═══ TEXT SHOWN
On Wednesday, the Supreme Court heard oral argument in Whole Woman’s Health v. Hellerstedt, the case challenging the very popular TRAP laws, designed to shut down abortion clinics with onerous and unnecessary regulations. Ian Millhiser reports that Justice Kennedy, the key vote, seemed very skeptical of those laws.
The liberal justices treated Texas’ arguments in much the same way that Holly Holm treated Ronda Rousey’s head. Justice Ruth Bader Ginsburg pointed out that it makes no sense to require clinics to comply with expensive requirements applied to surgical facilities if those clinics perform no surgeries. Justices Stephen Breyer and Sonia Sotomayor noted that Texas imposed these heavy burdens on abortion clinics, but did not impose them on facilities that perform riskier procedures. Colonoscopies, according to Breyer, are 28 times more likely to result in a complication than an abortion, but they do not need to be performed in an ambulatory surgical center.
Justice Elena Kagan, meanwhile, had one of the simplest and most disarming questions for Keller. After Keller repeatedly claimed that Supreme Court precedent gives Texas the right to treat abortion differently than all other medical procedures, Kagan responded by asking why Texas would make that choice where there are other, more dangerous procedures that go relatively unregulated. The unspoken subtext was that they real reason Texas passed the law was to shut down abortion clinics.The Court’s liberals pressed Keller for what was probably a full ten minutes with these questions, and the Texas attorney had little response other than to note that abortions sometimes result in complications (in reality, such complications are extraordinarily rare). Throughout these exchanges, Justice Scalia’s absence was particularly palpable. The late justice liked to bail out conservative attorneys with softball questions when they got in trouble during an argument. But Scalia was not there to save Keller.
══════
→ **WHAT TO DO**:
a) Answer these questions from the report on the Supreme Court argument in Whole Woman's Health v. Hellerstedt:
(i) Which justice pointed out that it makes no sense to hold clinics that perform no surgeries to the costly requirements for surgical facilities?
(ii) According to Justice Breyer, how many times more likely is a colonoscopy to result in a complication than an abortion?
(iii) For roughly how long did the Court's liberals press Keller with their questions?
b) Continue the report on the Supreme Court argument in Whole Woman's Health v. Hellerstedt, picking up after its final sentence.
═══ GIVEN INFORMATION
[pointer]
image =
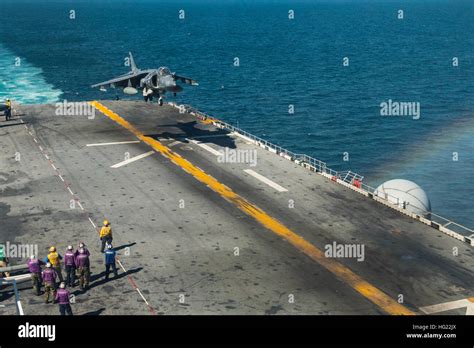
══════
→ **RESPONSES BY TASK**:
a)
(i) Justice Ruth Bader Ginsburg
(ii) 28 times
(iii) Probably a full ten minutes

b)
Kennedy was almost completely silent during these one-sided exchanges, although he did chime in with a few questions while Keller was at the podium. At one point, he suggested that Keller’s arguments lead to the conclusion that Texas’s law creates an “undue burden” on the right to obtain an abortion, a conclusion that, under Casey, would require the Court to strike the law down. At another point, Kennedy expressed concern that the law caused many women who would otherwise have medication abortions to instead receive surgical abortions, a shift that “may not be medically wise.”
So that’s the good news for Team Choice. If this case is decided on the merits, it appears very likely that Kennedy will vote to strike down the Texas law.
There’s no doubt at all that these laws are for the sole purpose of closing abortion clinics. The advocates of them admit as much. Millhiser also notes that there’s a good possibility that the court decides not to rule on the merits of the case at this time and remands it back to a lower court for procedural reasons. That would delay things for a couple years. And if no justice is sat by the end of the term, it will probably be reargued once the court has nine justices anyway. But the fact that Kennedy seems skeptical of such laws is very good news and a sign that TRAP laws may not survive whenever the court rules on the merits.